Required work: Could you write out all the records again with every "Target" swapped for "Label", change nothing else, and leave out the pictures?

Exercise inputs:
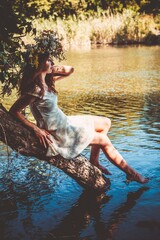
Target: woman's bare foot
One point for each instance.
(103, 169)
(137, 177)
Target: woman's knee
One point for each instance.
(107, 123)
(100, 139)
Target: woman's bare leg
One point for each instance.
(115, 157)
(102, 125)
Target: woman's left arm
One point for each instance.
(61, 72)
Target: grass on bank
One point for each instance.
(128, 27)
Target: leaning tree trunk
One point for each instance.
(14, 134)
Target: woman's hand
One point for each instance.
(43, 136)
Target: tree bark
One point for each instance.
(19, 138)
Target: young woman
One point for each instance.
(61, 134)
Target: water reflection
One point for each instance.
(88, 210)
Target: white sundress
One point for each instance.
(70, 135)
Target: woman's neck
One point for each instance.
(43, 81)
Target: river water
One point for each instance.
(40, 202)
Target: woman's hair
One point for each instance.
(29, 79)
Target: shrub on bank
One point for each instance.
(128, 27)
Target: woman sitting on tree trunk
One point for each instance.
(58, 133)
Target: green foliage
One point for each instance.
(13, 59)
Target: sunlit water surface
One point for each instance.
(40, 202)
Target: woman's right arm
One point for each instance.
(16, 109)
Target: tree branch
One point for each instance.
(19, 138)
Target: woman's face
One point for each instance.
(48, 66)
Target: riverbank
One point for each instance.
(128, 27)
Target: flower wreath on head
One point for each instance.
(46, 44)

Written answer:
Label: woman's bare foot
One point for each instance.
(103, 169)
(137, 177)
Label: woman's knee
One point for each instance.
(107, 123)
(100, 139)
Label: woman's bare leg
One point for each instance.
(115, 157)
(102, 125)
Label: woman's left arm
One point for each instance.
(61, 72)
Label: grass on bank
One point for each instance.
(128, 27)
Label: leaning tree trunk
One point for each instance.
(14, 134)
Label: woman's hand
One point for each instance.
(43, 136)
Label: tree bark
One point for each instance.
(19, 138)
Label: young woman
One point for each instance.
(61, 134)
Label: water reflection
One point for each instance.
(88, 210)
Label: white sundress
One point for each instance.
(70, 135)
Label: woman's neck
One point for each instance.
(43, 81)
Label: river water
One point for each instance.
(40, 202)
Label: woman's hair
One point for each instance.
(29, 79)
Label: shrub on bank
One point for each instance.
(128, 27)
Label: woman sitting on tree trunk
One point for each instance.
(58, 133)
Label: green foliage
One point for each instance.
(13, 59)
Label: sunlit water surface
One point for each instance.
(40, 202)
Label: woman's right arm
One point for each instance.
(16, 109)
Label: tree branch
One point for each instance.
(19, 138)
Label: woman's face
One point for each instance.
(48, 66)
Label: riverbank
One point for each instance.
(128, 27)
Label: flower wreath on head
One point for each instance.
(46, 44)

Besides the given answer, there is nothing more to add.